_Приведённый фрагмент_:
· · · ·
Гений и благоразумие

Гений и благоразумиеДжузеппе Верди не искал в жизни легких путей.
Еще он не любил цензоров.
Поэтому на его долю порой выдавались особо сложные задачи и особо злобные цензоры.
В 1850 году, когда Верди получил заказ новой оперы для венецианского театра Ла Фениче, он был уже достаточно знаменит, чтобы самолично выбирать и сюжет и либреттиста, отвергая чужие советы. И если с либреттистом колебаний не было – им в который раз стал Франческо-Мария Пьяве, – то литературный источник Верди выбирал более придирчиво. Например, сюжет пьесы Дюма-отца «Кин, или Гений и беспутство» он безжалостно отверг, найдя его невыносимо вялым и скучным.Вскоре Верди наткнулся на пьесу Виктора Гюго «Король забавляется» и с этого момента превратился в одержимого: «Прекрасный сюжет, необъятный сюжет… и один из величайших персонажей всех времен и народов». Верди принял решение и подписал с театром договор. Отныне отступать было некуда.

Хотя благоразумие велело немедленно выбросить книгу на помойку. Ведь эта пьеса уже 20 лет как была запрещена во Франции (и будет оставаться под запретом еще добрых 30)! Что ж там было такого страшного? Да, почитай, самая малость: всего лишь король, изображенный морально разложившейся скотиной и развратником без чести и совести. Во Франции эпохи Реставрации такой сюжет был не в чести. Что же до Северной Италии, то ее территория в те времена была под Австрией, где была и своя цензурная комиссия, хорошо знакомая с термином «оскорбление величества».
· · · ·
_Состав набора данных_:
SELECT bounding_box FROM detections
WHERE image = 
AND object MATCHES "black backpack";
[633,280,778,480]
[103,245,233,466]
· · · ·
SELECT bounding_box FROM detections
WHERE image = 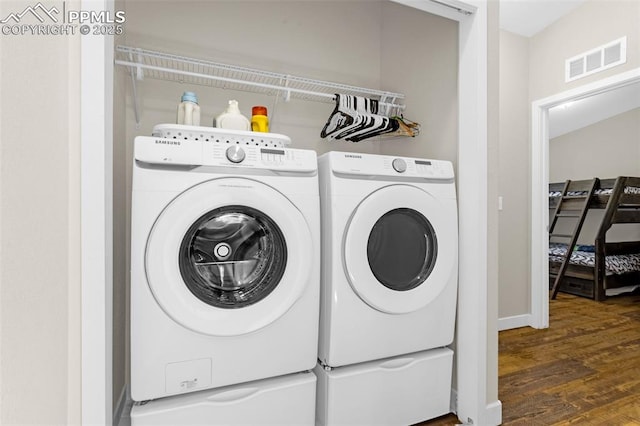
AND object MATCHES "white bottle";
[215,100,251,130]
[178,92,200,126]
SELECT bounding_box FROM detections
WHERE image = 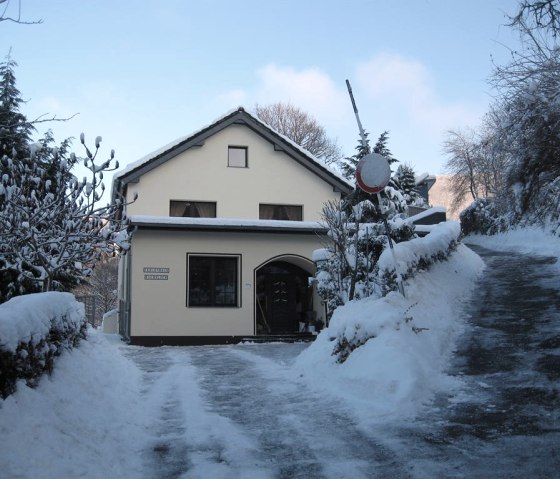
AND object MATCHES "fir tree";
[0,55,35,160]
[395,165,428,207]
· · · ·
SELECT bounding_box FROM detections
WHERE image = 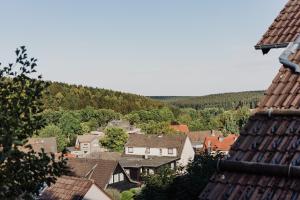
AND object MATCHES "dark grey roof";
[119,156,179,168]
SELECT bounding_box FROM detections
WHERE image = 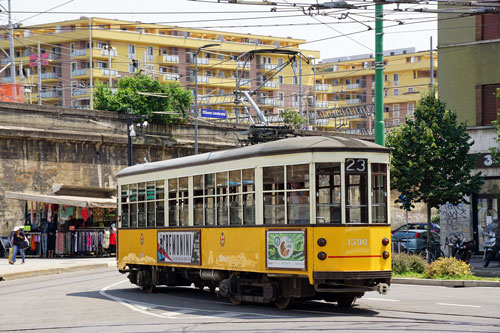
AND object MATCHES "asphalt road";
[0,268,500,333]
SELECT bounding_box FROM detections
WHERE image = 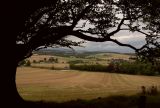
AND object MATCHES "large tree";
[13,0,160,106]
· · · ·
_Задания_:
a - Объясните по тексту о Верди, почему благоразумие велело выбросить пьесу Гюго «Король забавляется». Ответ дайте в одном–трёх предложениях.
b - Замените «легких путей» на «простых решений» в части текста о Верди, которая открывается словами «Гений и благоразумиеДжузеппе» и завершается словами «особо злобные цензоры.». Приведите эту часть целиком.

_Ответы_:
a - Пьеса уже 20 лет была запрещена во Франции, потому что король изображён в ней морально разложившейся скотиной и развратником без чести и совести. Северная Италия тогда находилась под Австрией, а там действовала своя цензурная комиссия, хорошо знакомая с термином «оскорбление величества».

b -
Гений и благоразумиеДжузеппе Верди не искал в жизни простых решений.
Еще он не любил цензоров.
Поэтому на его долю порой выдавались особо сложные задачи и особо злобные цензоры.